TEXT SEGMENT ::
·····

For Adam, human nature, in the form of emotions, is the foundation of morality.  This not unlike the position I hold, set forth above.

Cothran appears to be an Aristotelian (in ethics at least, one can do worse).  His concept of morality requires an inherent purpose in nature, driving man-as-he-is toward man-as-he-could-be.  Adam’s appeal to human nature, he holds, is stuck in man-as-he-is, and thus makes impossible “any justification of morality at all.”

Stripping moral order from the nature of things reduces morality to an all-too-human “crap shoot,” Cothran maintains.

Parsing the debate, a pair of central questions emerge.  In morality, does human nature negate teleology (“man-as-he-could-be”)?  And does the negation of teleology lead to a moral “crap shoot,” in which anything goes?

My answer to the first question would be “yes, but.”  Grounding morality in human nature strips away any purpose inherent to the world:  but not, let it be noted, human purpose while acting in the world.  Every morality is erected on ideals.  Every ideal is an unattainable model of behavior.  Every good person is inching toward an ideal vision of himself:  that person-as-he-could-be.

But this isn’t inherent to nature.  It’s chosen by the community and the person:  by us.

My answer to the second question would be to return to the moral propositions at the top of this post.  Take equality, as bequeathed to us by Jefferson and the Declaration of Independence.  If treating others with equal respect is chosen by a community rather than a fact of nature, will it lose or gain moral force?  If our history and traditions, and our emotional attachment to a way of life, require the equal treatment of blatantly unequal individuals, will this lead to a crapshoot and lack any authority over our behavior?

Every morality is teleology.  The question is whether it is factual or visionary.  That is the bone of contention between Adam and Cothran:  whether moral ideals must be found or envisioned.

If moral principles are to be found in nature, morality must become an empirical science.  That was the “failure of Enlightenment morality,” which Cothran so roundly condemns – the faith in a “science of man” which would parallel, in its billiard-ball causation, the science of nature revealed by Newton.  This was entirely a rationalist enterprise, and it led invariably to a wretched place:  to gulags and killing fields where the unenlightened could be disposed of.

Suppose, however, that a moral ideal like equality has been formed by the collision, across history, of the American people with the American environment.  Neither God nor reason have played a part.  What is lost?

·····

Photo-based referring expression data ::

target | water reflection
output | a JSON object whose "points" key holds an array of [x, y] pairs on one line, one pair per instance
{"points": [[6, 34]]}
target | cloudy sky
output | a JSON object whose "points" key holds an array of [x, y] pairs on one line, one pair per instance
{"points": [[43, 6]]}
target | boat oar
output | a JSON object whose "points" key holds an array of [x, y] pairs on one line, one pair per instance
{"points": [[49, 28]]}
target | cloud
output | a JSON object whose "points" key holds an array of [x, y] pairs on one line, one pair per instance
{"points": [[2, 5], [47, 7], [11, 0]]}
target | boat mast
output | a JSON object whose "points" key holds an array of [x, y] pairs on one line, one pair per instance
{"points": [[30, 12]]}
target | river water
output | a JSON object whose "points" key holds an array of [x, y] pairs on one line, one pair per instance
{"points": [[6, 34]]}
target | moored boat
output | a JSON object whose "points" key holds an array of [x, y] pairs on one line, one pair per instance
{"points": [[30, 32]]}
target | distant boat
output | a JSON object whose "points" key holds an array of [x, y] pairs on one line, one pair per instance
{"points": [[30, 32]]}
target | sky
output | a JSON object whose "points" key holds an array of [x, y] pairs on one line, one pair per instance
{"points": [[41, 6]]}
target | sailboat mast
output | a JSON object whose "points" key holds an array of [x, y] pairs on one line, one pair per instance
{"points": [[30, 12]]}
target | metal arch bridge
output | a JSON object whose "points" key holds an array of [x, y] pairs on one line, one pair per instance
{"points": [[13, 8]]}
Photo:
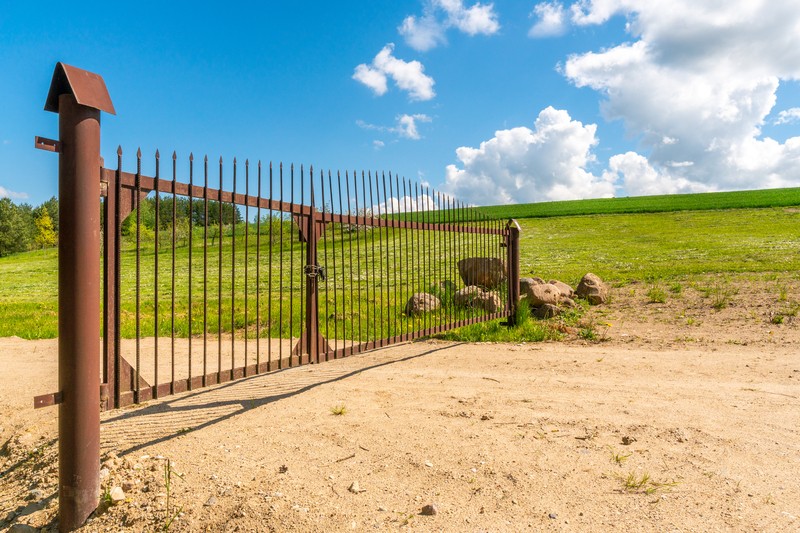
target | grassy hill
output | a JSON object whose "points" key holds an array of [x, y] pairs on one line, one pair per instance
{"points": [[650, 204]]}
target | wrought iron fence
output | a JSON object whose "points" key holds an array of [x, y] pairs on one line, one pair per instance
{"points": [[289, 266], [202, 285]]}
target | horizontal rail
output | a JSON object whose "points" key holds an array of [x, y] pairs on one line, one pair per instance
{"points": [[148, 184]]}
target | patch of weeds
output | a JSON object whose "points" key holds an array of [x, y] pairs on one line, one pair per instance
{"points": [[619, 458], [720, 295], [171, 514], [643, 483], [656, 295]]}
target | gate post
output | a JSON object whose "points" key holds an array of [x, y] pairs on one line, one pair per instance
{"points": [[513, 270], [78, 97]]}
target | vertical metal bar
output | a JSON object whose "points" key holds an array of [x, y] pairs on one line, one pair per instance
{"points": [[341, 238], [79, 312], [373, 280], [291, 270], [233, 269], [335, 291], [270, 299], [388, 303], [138, 202], [155, 277], [220, 226], [280, 279], [350, 257], [325, 252], [357, 277], [191, 245], [110, 332], [246, 242], [513, 269], [205, 270], [258, 273], [172, 291]]}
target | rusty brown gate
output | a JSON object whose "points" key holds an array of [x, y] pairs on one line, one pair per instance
{"points": [[214, 271]]}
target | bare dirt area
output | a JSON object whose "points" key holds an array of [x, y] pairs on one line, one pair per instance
{"points": [[679, 417]]}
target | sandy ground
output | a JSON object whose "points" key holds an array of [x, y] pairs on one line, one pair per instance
{"points": [[681, 418]]}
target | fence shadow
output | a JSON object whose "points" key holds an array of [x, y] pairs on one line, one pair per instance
{"points": [[164, 420]]}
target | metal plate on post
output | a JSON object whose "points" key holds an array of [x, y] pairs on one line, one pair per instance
{"points": [[88, 88]]}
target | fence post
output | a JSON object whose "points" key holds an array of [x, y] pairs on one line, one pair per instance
{"points": [[513, 269], [78, 97]]}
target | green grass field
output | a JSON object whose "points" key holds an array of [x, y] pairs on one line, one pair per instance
{"points": [[622, 247]]}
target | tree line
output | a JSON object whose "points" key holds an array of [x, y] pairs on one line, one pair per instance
{"points": [[24, 227]]}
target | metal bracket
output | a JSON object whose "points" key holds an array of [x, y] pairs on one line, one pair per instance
{"points": [[48, 145], [314, 271]]}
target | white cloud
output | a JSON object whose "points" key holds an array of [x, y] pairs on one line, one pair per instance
{"points": [[551, 20], [788, 116], [428, 31], [696, 85], [409, 76], [405, 204], [405, 126], [6, 193], [521, 165]]}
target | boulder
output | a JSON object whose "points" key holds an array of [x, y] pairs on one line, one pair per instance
{"points": [[465, 296], [546, 311], [422, 302], [566, 290], [526, 283], [593, 289], [543, 294], [488, 301], [486, 272]]}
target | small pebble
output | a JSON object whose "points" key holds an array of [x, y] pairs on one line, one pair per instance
{"points": [[429, 510]]}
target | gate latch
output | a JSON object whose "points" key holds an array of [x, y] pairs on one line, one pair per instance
{"points": [[314, 271]]}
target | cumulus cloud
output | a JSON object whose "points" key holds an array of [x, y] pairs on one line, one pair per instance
{"points": [[429, 30], [409, 76], [788, 116], [405, 126], [695, 85], [7, 193], [405, 204], [552, 20], [521, 165]]}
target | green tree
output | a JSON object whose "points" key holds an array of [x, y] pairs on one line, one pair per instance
{"points": [[14, 228], [45, 233]]}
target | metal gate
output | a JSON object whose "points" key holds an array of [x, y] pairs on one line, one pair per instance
{"points": [[213, 272]]}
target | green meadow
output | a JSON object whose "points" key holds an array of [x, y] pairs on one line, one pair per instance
{"points": [[670, 241]]}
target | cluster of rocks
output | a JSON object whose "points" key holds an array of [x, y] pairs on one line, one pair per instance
{"points": [[479, 274], [549, 299]]}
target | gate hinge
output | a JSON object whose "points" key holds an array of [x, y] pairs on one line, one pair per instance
{"points": [[314, 271], [48, 145]]}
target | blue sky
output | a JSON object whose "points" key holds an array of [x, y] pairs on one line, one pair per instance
{"points": [[510, 101]]}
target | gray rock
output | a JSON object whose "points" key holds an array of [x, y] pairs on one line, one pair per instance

·····

PROBLEMS TO SOLVE ::
**A)** Copy the part of the essay on morality and human nature starting with "If moral principles" and going on through "What is lost?".
**B)** Write a continuation of the essay on morality and human nature, picking up after its last sentence.

OUTPUTS BY TASK ::
**A)**
If moral principles are to be found in nature, morality must become an empirical science.  That was the “failure of Enlightenment morality,” which Cothran so roundly condemns – the faith in a “science of man” which would parallel, in its billiard-ball causation, the science of nature revealed by Newton.  This was entirely a rationalist enterprise, and it led invariably to a wretched place:  to gulags and killing fields where the unenlightened could be disposed of.

Suppose, however, that a moral ideal like equality has been formed by the collision, across history, of the American people with the American environment.  Neither God nor reason have played a part.  What is lost?

**B)**
Such an ideal can be universally taught and understood even by children, as Protagoras explained to a too-clever Socrates.  Moral education will include tagging the ideal with powerful emotions, so we react viscerally when it is transgressed:  this process is part of our evolutionary endowment.  The ideal will feel absolute – one will never hear discussion of “degrees of equality” or “tolerable child abuse.”  But as a factual matter, it will be contingent.

I suspect this contingency is what troubles Cothran, but contingency is another way of saying common ground.  Believers can sing “God bless America” from within each of their separate temples.  Unbelievers can share in the feeling, if not the proposition.

In a liberal democracy, there will always be a plurality of contradictory religious beliefs, and standing on one to the exclusion of the others – that is, absolutely and uncontingently – will eliminate all common ground.

The same applies to “rationalist” ideals.  Because they must begin in some nonrational belief, they end in contradictory places.  Socrates was a rationalist, as were Thomas Aquinas and Pol Pot.  Little common ground exists between them.

By embracing contingency, nothing is lost.  No moral proposition can ever be  “authoritative over human behavior” – Cothran’s phrase – in the absolute way that gravity has authority over bodies in space.  An ideal must always be chosen, and always there will be those who refuse to do so:  bad persons, weak persons, good persons in a weak moment.

Contingency is the human moral reality:  in the best individual case, even with faith in God or reason, there will result a great slaughter of needs and desires, and endless trade-offs, and loss and regret, in what is inescapably a tragic enterprise.